*Activity*
For this exercise, transcribe every line of the material exactly and skip the pictures.

--- Data Enclosed Below ---

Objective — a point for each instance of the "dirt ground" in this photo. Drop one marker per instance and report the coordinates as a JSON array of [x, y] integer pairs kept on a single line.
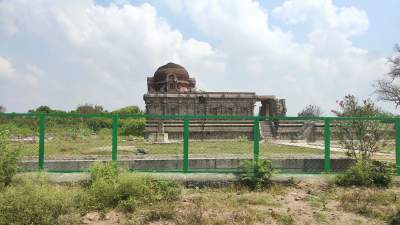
[[305, 201]]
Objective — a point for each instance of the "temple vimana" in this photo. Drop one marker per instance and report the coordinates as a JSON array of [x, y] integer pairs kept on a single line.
[[172, 91]]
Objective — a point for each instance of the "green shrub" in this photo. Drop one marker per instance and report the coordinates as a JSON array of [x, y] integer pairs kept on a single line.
[[257, 174], [395, 219], [111, 188], [133, 127], [8, 160], [34, 202], [103, 171], [366, 173]]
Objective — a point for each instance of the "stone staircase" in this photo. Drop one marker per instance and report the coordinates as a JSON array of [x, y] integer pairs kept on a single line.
[[266, 130]]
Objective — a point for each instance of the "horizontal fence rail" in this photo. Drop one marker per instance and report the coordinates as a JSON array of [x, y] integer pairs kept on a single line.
[[327, 122]]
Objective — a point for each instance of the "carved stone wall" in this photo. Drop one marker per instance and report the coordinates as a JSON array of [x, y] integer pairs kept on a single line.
[[171, 91]]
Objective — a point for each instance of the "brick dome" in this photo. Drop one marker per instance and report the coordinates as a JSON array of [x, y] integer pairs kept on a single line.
[[164, 71]]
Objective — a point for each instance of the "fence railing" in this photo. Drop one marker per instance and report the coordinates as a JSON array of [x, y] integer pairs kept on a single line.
[[115, 118]]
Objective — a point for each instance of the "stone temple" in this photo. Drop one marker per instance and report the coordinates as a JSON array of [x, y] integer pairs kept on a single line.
[[171, 91]]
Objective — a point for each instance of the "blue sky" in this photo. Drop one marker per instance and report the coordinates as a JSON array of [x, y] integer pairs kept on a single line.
[[64, 53]]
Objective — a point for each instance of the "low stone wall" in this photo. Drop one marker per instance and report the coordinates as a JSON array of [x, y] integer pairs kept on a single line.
[[293, 165]]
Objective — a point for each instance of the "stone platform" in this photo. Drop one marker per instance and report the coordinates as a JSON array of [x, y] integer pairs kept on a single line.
[[196, 164]]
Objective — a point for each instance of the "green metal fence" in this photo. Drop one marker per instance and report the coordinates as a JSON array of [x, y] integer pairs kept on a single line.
[[42, 121]]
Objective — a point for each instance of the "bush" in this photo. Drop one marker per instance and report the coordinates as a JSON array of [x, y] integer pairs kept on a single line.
[[366, 173], [34, 202], [8, 160], [257, 174], [395, 219], [133, 127], [111, 188]]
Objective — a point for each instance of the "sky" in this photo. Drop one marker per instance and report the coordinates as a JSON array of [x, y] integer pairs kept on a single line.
[[64, 53]]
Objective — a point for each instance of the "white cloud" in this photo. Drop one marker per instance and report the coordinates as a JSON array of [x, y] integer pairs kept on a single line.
[[96, 54], [267, 59], [6, 68], [85, 52], [323, 15]]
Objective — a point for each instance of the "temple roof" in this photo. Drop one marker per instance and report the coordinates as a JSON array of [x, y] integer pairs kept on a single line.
[[171, 68]]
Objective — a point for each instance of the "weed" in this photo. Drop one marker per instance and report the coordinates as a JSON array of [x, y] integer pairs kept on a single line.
[[257, 174], [366, 173]]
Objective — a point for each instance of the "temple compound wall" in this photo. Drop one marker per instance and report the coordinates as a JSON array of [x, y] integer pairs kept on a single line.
[[172, 92]]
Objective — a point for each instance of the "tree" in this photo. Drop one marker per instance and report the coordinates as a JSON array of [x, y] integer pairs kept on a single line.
[[133, 109], [45, 109], [388, 89], [311, 111], [359, 137], [90, 109]]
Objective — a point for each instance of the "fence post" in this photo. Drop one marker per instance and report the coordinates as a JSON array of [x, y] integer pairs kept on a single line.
[[42, 128], [114, 138], [185, 144], [256, 139], [327, 135], [397, 124]]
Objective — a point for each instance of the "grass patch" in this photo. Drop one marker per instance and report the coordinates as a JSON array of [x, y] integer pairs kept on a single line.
[[372, 203], [99, 145]]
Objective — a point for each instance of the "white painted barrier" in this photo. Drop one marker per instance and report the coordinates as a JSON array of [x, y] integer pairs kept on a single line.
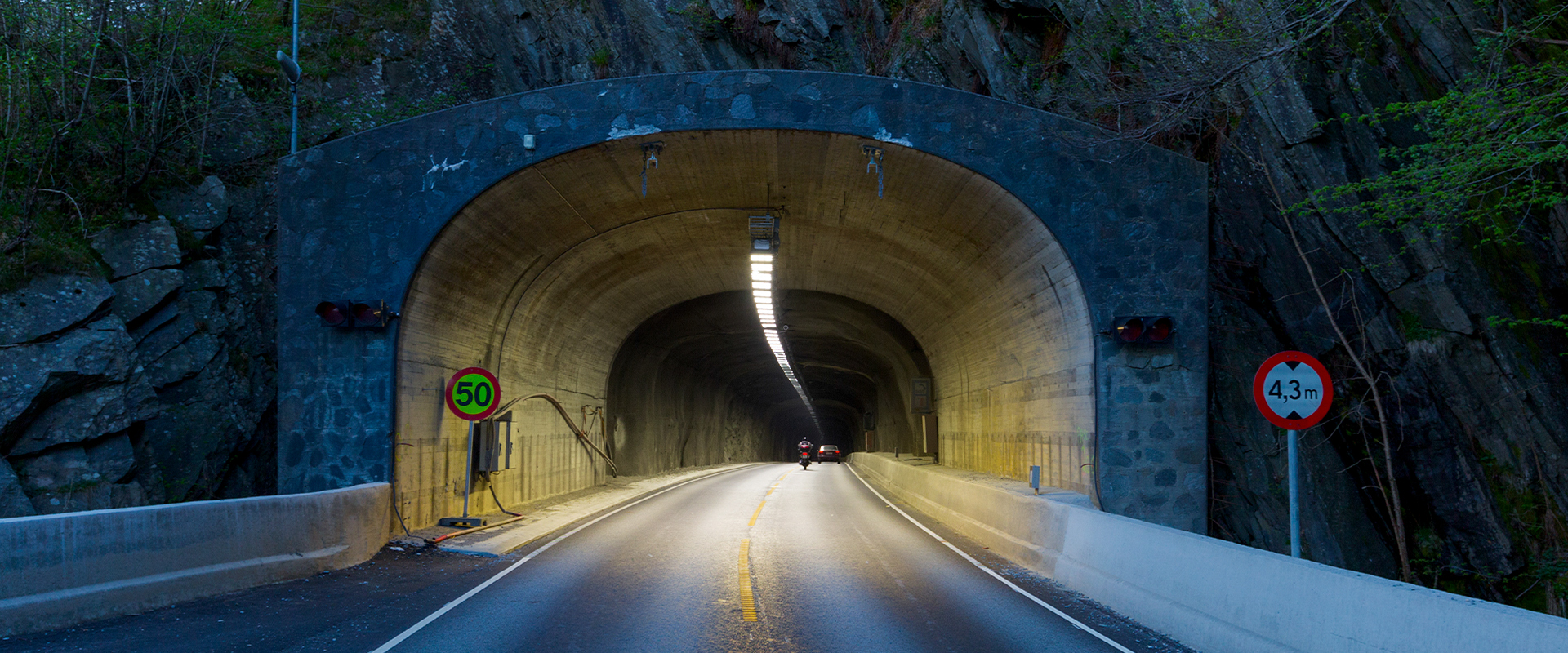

--- End of Enclosed Data ---

*Answer section*
Objective — a point for each instance of the "dirt ground" in this photo. Drop one marker per instance and report the coordinates as a JSON array of [x, y] integer pairs kept on a single line.
[[305, 201]]
Objective — a point for each instance of the "temple vimana" in this photo. Drop one marker per instance and report the coordinates as a JSON array of [x, y] integer pairs kept on a single line.
[[172, 91]]
Objective — a point for each instance of the "green shrub" in this photo. Drop one marker per instance and report the coordinates as a JSON array of [x, y] integer pairs kept on a single line.
[[257, 174], [395, 219], [111, 188], [133, 127], [8, 160], [34, 202], [103, 171], [366, 173]]
Objective — a point for each instance of the "stone staircase" in this photo. Drop one marker per instance and report the coordinates as a JSON array of [x, y] integer pairs kept on a single line.
[[266, 130]]
Objective — a point for each instance of the "horizontal fence rail" in this photo. Drop one marker per instance and report the coordinates as a JSON array of [x, y] integer pairs kept on a single line.
[[327, 122]]
Objective — a point for each instance of the "carved stone wall" in this photo. Drop one marker per instance and report the coordinates as a JSON array of [x, y] integer pairs kept on a single line.
[[171, 91]]
Objective — a point for each instance of the "brick dome" in this photo. Drop one marker per instance and report the coordinates as a JSON array of [x, y] integer pairs kept on a single line.
[[164, 71]]
Objective — a point for each instance of the "fence railing" in this photo. Drop one marker per instance and report the coordinates as a JSON array of [x, y] integer pairs kept on a single line.
[[115, 118]]
Objective — a point for each instance of the "stone temple" in this photo. Drop one marker per instance and report the coordinates as a JSON array of [x, y] integer pairs kept on a single line.
[[171, 91]]
Objective — a point for each instance of the "blue sky" in this photo. Drop one marker per instance and report the coordinates as a JSON array of [x, y] integer pairs kept on a single line.
[[64, 53]]
Objective — a point for each instance of the "low stone wall" in this photo. Drop one marker per instance and report the coordinates as a JSON array of [x, y] integer pairs kept on a single line.
[[293, 165]]
Objective — a point for each instance of the "stone platform" in this photo. Drop one marker per instance and report the coordinates as a JSON array of [x, y] integer pairs kept on a single line.
[[196, 164]]
Objective — a point for each instance of the "green metal fence" in this photo. Drop one marker per instance and report the coordinates as a JSON array of [x, y] integer pairs kept on a single line.
[[42, 121]]
Objective — a point for each instance of the "bush" in this photo. Drop one marker per instance and report the coordinates as a JSON array of [x, y] integer pairs kept on a single line.
[[366, 173], [34, 202], [8, 160], [257, 174], [395, 219], [133, 127], [111, 188]]
Objective — a point for each instance of the "sky" in this photo. Drop one marker per instance and report the coordinates as a JSON array of [x, y] integer pairs kept on a single line.
[[64, 53]]
Objective — a point for each instance of the "white cloud" in this photo. Drop one marker per instance and report the coordinates as a JSON array of [x, y] integer pairs kept on a single line.
[[96, 54], [267, 59], [6, 68], [85, 52], [323, 15]]
Objective — a point for each instance of the "temple roof" in this photo. Drop one marker per instance and report the coordinates as a JSON array of [x, y] integer pairs kept on a single line.
[[171, 68]]
Objective — a point for each instance of the "weed" in this photo. Drop one marker per instance and report the coordinates as a JSON array of [x, y] integer pairs kept on a single line.
[[257, 174], [366, 173]]
Objective — a point for each instance of the "temple compound wall" in this photo. Drop one marker per instance and report the coordinates as a JSON array of [x, y] integer pairs kept on a single line.
[[172, 92]]
Objective — a point for each instance of the "tree" in this photo. Drop one marker per instance and report the coordinates as a JSON array of [x, y] integer pairs kept on a single line.
[[133, 109], [45, 109], [388, 89], [311, 111], [359, 137], [90, 109]]
Objective — a point for each instance of the "fence post" in this photo. Drop one marker per instance and report the coordinates as a JSON array of [x, y] integer pairs kept on a single line.
[[42, 128], [114, 138], [185, 144], [256, 139], [327, 135], [397, 124]]
Objective — a point for each instance of the "grass patch" in this photo. Drop one marker per instance and report the coordinates as a JSON array of [x, y] integer pairs kept on a single line.
[[372, 203], [99, 145]]
Objective — a point for each instance of the "white painted barrier" in this photo. Drop one marker per instance and report the coordinates as a JSON array of [x, y] integer pairs kept on a single line.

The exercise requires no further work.